▶ [What is needed]:
Reproduce every one of the records below word for word, without changing any line.

▶ [Given data]:
*****

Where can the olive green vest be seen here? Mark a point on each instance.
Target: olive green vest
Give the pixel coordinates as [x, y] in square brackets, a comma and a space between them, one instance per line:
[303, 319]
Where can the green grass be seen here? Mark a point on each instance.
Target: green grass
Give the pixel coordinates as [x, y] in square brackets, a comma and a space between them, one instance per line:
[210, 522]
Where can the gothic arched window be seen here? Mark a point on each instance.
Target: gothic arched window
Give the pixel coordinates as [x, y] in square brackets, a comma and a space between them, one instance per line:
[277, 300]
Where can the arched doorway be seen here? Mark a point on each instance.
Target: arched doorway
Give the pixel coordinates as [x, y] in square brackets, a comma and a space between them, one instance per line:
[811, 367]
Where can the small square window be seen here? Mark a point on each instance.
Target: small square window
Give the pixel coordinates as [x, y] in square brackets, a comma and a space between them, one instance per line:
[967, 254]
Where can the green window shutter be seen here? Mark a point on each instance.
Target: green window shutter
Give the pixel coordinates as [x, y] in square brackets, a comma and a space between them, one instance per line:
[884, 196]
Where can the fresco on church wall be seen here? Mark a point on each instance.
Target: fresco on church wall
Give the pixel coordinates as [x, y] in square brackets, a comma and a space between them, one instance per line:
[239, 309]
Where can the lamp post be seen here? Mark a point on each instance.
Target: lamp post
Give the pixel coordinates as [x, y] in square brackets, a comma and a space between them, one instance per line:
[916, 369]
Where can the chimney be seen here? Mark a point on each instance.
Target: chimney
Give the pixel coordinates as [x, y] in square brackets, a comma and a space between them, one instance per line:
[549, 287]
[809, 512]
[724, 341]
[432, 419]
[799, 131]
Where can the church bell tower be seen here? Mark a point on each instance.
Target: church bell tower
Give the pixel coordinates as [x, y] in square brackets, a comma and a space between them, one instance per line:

*****

▶ [The completed task]:
Where can the olive green vest be seen here? Mark a point on each instance.
Target: olive green vest
Give the pixel coordinates as [x, y] in square brackets, a comma and a space between them, one instance per line:
[303, 319]
Where can the green grass be seen here? Mark a point on each instance.
Target: green grass
Give the pixel coordinates as [x, y] in square brackets, a comma and a space between them, one instance per line:
[210, 522]
Where can the gothic arched window be seen here? Mark a point on each instance.
Target: gothic arched window
Give the pixel coordinates as [x, y] in square brackets, a comma and a space between them, one instance per line:
[277, 300]
Where can the arched doorway be seen here? Mark a point on each instance.
Target: arched doorway
Give the pixel coordinates as [x, y] in square brackets, a comma and a space between them, one instance per line:
[811, 367]
Where can the small square window be seen here? Mark a point on each instance.
Target: small square window
Give the pixel coordinates as [x, y] in square brackets, a comma and a space between them, one instance per line:
[967, 254]
Where can the green window shutter be seen here? Mark a point on each instance.
Target: green window shutter
Give the pixel coordinates as [x, y] in square brackets, a comma and a space between them, one instance per line:
[884, 196]
Where can the fresco on church wall be seen here? Mark a point on each instance.
Target: fresco on church wall
Give the pixel coordinates as [x, y] in square brackets, a comma and a space between them, one instance per line:
[239, 309]
Where can the lamp post be seen here? Mark a point on each instance.
Target: lamp post
Give the pixel coordinates as [x, y] in square brackets, a comma and a space between them, one instance per line:
[916, 369]
Where can the chimney be seen here? Mark a point on each instance.
Target: chimney
Give the pixel coordinates as [x, y] in square brackets, a comma and a space between them, one instance per line:
[549, 287]
[809, 512]
[724, 341]
[432, 419]
[799, 131]
Where can the church bell tower be seen here? Mark a point on each instance.
Target: church bell tower
Give the pixel coordinates as [x, y] in square brackets, a comma and a space between them, one instance per line:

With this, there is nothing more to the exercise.